Work instructions
(1) Reproduce word for word the portion of the passage on avian metapneumovirus that opens with the words containing "Avian Metapneumovirus (aMPV)" and closes with "white egg layers.".
(2) According to the passage on avian metapneumovirus, which layers are more susceptible to the disease?

Source extract
------------------------------------------------------------
Avian Metapneumovirus  in poultry

Published on Oct. 19, 2020

Avian Metapneumovirus in poultry

Avian Metapneumovirus (aMPV) infections affect several species of domestic poultry and causes upper respiratory tract disease as TRT (turkey rhinotracheitis) in turkeys and SHS (swollen head syndrome) in chickens, as well as reproductive disorders. In layers aMPV has also economic importance since infection leads to significant drops in egg production and deterioration of egg quality. Severity of the disease will depend on the presence of bacterial secondary infections and environmental distress. Brown egg layers are more susceptible to the disease than white egg layers.

aMPV are currently divided into four subtypes (A, B, C and D), genetically different and with variable prevalence in different areas of the world. Although the disease is highly contagious, the virus does not survive for long in the environment and it is easily inactivated by most common disinfectants.
------------------------------------------------------------
Provided data
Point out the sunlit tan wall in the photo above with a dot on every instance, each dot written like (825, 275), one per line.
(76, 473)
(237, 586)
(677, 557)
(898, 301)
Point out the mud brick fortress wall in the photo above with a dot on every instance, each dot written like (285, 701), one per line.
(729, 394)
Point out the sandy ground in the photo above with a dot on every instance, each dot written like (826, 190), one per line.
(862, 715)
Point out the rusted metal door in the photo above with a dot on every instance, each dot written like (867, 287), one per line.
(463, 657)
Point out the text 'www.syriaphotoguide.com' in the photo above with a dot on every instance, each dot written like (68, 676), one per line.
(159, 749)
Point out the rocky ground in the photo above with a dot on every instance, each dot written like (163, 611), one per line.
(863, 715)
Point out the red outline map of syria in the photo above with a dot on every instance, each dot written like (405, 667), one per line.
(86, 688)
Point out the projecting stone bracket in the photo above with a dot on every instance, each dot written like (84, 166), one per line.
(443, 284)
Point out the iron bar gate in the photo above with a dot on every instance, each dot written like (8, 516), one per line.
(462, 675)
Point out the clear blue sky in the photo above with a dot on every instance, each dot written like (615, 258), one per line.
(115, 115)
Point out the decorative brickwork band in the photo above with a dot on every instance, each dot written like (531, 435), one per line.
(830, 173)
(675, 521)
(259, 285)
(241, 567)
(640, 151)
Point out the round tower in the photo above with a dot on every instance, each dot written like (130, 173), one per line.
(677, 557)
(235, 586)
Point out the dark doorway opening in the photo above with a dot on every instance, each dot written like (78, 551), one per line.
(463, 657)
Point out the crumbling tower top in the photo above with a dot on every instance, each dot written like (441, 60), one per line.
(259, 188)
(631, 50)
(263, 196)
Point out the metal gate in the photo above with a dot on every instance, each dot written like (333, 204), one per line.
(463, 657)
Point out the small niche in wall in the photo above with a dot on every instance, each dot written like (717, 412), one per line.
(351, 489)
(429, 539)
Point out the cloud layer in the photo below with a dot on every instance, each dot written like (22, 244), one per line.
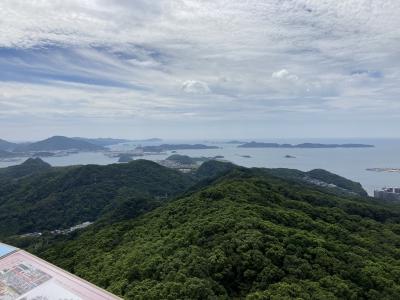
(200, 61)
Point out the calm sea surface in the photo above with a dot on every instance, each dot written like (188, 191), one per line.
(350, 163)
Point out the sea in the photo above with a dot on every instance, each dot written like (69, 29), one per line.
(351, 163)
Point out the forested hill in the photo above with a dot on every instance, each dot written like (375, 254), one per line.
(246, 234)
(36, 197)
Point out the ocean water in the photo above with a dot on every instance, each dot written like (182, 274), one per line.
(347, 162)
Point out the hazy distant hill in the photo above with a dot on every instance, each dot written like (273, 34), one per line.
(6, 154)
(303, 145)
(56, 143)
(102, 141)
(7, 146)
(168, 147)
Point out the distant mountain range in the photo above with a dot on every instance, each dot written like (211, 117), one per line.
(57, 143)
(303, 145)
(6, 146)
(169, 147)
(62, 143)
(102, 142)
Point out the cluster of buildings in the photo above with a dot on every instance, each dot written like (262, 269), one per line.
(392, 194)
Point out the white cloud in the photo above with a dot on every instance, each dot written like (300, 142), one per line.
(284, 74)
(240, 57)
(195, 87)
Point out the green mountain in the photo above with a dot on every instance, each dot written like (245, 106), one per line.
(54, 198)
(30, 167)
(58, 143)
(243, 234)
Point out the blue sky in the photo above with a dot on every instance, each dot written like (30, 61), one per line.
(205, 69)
------------------------------------------------------------
Answers for the tasks
(1)
Avian Metapneumovirus (aMPV) infections affect several species of domestic poultry and causes upper respiratory tract disease as TRT (turkey rhinotracheitis) in turkeys and SHS (swollen head syndrome) in chickens, as well as reproductive disorders. In layers aMPV has also economic importance since infection leads to significant drops in egg production and deterioration of egg quality. Severity of the disease will depend on the presence of bacterial secondary infections and environmental distress. Brown egg layers are more susceptible to the disease than white egg layers.

(2) Brown egg layers are more susceptible than white egg layers.